# ACTION ITEM:
Copy out the listing below line for line, leaving every character as it is.

# DATA TO USE:
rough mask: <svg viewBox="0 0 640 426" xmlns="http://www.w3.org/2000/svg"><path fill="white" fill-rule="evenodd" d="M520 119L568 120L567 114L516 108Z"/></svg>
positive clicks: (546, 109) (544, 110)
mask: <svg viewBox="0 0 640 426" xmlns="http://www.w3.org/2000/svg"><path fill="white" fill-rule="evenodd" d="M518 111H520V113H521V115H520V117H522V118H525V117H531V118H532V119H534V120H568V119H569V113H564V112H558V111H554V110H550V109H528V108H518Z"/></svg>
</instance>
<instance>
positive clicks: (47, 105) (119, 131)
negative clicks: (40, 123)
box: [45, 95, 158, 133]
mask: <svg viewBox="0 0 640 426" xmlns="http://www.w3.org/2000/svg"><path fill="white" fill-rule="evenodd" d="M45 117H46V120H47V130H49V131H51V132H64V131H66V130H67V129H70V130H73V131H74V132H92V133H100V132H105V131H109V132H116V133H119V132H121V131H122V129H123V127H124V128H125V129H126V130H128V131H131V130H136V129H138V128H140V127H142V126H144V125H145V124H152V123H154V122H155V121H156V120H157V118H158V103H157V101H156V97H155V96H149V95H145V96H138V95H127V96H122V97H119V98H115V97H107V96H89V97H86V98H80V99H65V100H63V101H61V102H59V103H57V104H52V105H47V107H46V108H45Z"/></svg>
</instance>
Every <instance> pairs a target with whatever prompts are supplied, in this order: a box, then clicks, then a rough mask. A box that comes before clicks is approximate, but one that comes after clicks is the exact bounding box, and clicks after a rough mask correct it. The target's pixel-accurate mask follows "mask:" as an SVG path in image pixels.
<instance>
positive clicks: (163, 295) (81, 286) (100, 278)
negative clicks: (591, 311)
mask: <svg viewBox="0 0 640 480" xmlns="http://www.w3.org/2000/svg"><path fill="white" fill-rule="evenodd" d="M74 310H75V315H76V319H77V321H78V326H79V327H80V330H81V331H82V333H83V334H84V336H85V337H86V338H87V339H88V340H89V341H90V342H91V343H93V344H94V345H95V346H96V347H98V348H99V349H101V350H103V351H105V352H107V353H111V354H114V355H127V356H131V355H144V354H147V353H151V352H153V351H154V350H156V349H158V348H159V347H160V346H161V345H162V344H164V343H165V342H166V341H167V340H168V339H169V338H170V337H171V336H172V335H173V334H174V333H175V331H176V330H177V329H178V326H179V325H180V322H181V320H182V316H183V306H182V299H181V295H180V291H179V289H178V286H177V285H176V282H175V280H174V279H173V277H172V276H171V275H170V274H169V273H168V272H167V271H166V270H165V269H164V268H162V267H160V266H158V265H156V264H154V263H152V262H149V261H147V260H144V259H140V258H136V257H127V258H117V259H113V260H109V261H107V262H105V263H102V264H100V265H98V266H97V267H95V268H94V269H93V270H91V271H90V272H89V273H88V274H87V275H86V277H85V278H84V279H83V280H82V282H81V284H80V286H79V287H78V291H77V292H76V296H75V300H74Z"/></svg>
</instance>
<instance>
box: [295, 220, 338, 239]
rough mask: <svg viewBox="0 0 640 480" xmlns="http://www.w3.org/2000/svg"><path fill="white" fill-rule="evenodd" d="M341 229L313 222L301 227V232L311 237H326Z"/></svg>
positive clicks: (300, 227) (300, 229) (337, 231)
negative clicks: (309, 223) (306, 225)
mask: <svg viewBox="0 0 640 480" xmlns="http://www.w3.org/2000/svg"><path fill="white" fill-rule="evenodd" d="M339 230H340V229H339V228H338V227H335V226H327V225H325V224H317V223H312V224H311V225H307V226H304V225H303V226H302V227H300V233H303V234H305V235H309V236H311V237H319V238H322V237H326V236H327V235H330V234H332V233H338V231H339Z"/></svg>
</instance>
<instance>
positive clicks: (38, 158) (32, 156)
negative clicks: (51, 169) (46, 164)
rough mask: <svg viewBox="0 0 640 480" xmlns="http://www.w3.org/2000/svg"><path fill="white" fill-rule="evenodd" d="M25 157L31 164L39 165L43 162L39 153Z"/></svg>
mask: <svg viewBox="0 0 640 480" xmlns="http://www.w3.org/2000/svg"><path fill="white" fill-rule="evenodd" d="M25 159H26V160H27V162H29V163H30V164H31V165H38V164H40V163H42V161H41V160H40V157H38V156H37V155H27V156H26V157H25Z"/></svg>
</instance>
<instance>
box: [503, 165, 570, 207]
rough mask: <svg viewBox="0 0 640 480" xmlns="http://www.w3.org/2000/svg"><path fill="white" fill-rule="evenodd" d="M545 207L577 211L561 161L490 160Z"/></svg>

# ANSWER AREA:
rough mask: <svg viewBox="0 0 640 426" xmlns="http://www.w3.org/2000/svg"><path fill="white" fill-rule="evenodd" d="M520 119L568 120L567 114L516 108Z"/></svg>
positive clicks: (546, 109) (544, 110)
mask: <svg viewBox="0 0 640 426" xmlns="http://www.w3.org/2000/svg"><path fill="white" fill-rule="evenodd" d="M518 111H520V113H521V115H520V117H522V118H525V117H531V118H532V119H534V120H568V119H569V113H564V112H558V111H554V110H550V109H528V108H518Z"/></svg>
</instance>
<instance>
positive clicks: (47, 105) (119, 131)
negative clicks: (40, 123)
box: [45, 95, 158, 133]
mask: <svg viewBox="0 0 640 426" xmlns="http://www.w3.org/2000/svg"><path fill="white" fill-rule="evenodd" d="M45 117H46V120H47V130H49V131H51V132H64V131H66V130H67V129H70V130H73V131H74V132H92V133H100V132H105V131H109V132H116V133H119V132H121V131H122V129H123V127H124V128H125V129H126V130H128V131H131V130H136V129H138V128H140V127H142V126H144V125H145V124H152V123H154V122H155V121H156V120H157V118H158V103H157V101H156V97H155V96H149V95H145V96H138V95H127V96H122V97H119V98H115V97H107V96H89V97H86V98H80V99H65V100H63V101H61V102H59V103H57V104H52V105H47V107H46V108H45Z"/></svg>
</instance>
Every <instance> pairs a target with whatever prompts are supplied, in this order: a box, then clicks, then a rough mask. A box that comes before clicks is approximate, but one that comes after clicks is the exact bounding box, and clicks after a rough mask correct it. The target's pixel-accurate mask follows "mask:" as an SVG path in image pixels.
<instance>
positive clicks: (163, 295) (81, 286) (100, 278)
negative clicks: (591, 311)
mask: <svg viewBox="0 0 640 480" xmlns="http://www.w3.org/2000/svg"><path fill="white" fill-rule="evenodd" d="M74 310H75V315H76V319H77V321H78V326H79V327H80V330H81V331H82V333H83V334H84V336H85V337H86V338H87V339H88V340H89V341H90V342H91V343H93V344H94V345H95V346H96V347H98V348H99V349H101V350H103V351H105V352H107V353H111V354H114V355H127V356H131V355H144V354H147V353H151V352H153V351H154V350H156V349H158V348H159V347H160V346H161V345H162V344H164V343H165V342H166V341H167V340H168V339H169V338H170V337H171V336H172V335H173V334H174V333H175V331H176V330H177V329H178V326H179V325H180V322H181V320H182V316H183V306H182V299H181V295H180V291H179V289H178V286H177V285H176V282H175V280H174V279H173V277H172V276H171V275H170V274H169V273H168V272H167V271H166V270H165V269H164V268H162V267H160V266H158V265H156V264H154V263H152V262H149V261H147V260H144V259H140V258H136V257H127V258H117V259H113V260H109V261H107V262H105V263H102V264H100V265H98V266H97V267H95V268H94V269H93V270H91V271H90V272H89V273H88V274H87V275H86V277H85V278H84V279H83V280H82V282H81V284H80V286H79V287H78V291H77V292H76V296H75V300H74Z"/></svg>
</instance>
<instance>
box: [295, 220, 338, 239]
rough mask: <svg viewBox="0 0 640 480" xmlns="http://www.w3.org/2000/svg"><path fill="white" fill-rule="evenodd" d="M341 229L313 222L301 227V232L311 237H326Z"/></svg>
positive clicks: (300, 227) (300, 229) (337, 231)
negative clicks: (309, 223) (306, 225)
mask: <svg viewBox="0 0 640 480" xmlns="http://www.w3.org/2000/svg"><path fill="white" fill-rule="evenodd" d="M339 230H340V229H339V228H338V227H335V226H327V225H325V224H317V223H312V224H311V225H307V226H304V225H303V226H302V227H300V233H303V234H305V235H309V236H311V237H319V238H322V237H326V236H327V235H330V234H332V233H338V231H339Z"/></svg>
</instance>
<instance>
positive clicks: (38, 158) (32, 156)
negative clicks: (51, 169) (46, 164)
rough mask: <svg viewBox="0 0 640 480" xmlns="http://www.w3.org/2000/svg"><path fill="white" fill-rule="evenodd" d="M25 157L31 164L39 165L43 162L39 153Z"/></svg>
mask: <svg viewBox="0 0 640 480" xmlns="http://www.w3.org/2000/svg"><path fill="white" fill-rule="evenodd" d="M25 159H26V160H27V162H29V163H30V164H31V165H38V164H40V163H42V161H41V160H40V157H38V156H37V155H27V156H26V157H25Z"/></svg>
</instance>
<instance>
box: [503, 165, 570, 207]
rough mask: <svg viewBox="0 0 640 480" xmlns="http://www.w3.org/2000/svg"><path fill="white" fill-rule="evenodd" d="M545 207L577 211L561 161L490 160Z"/></svg>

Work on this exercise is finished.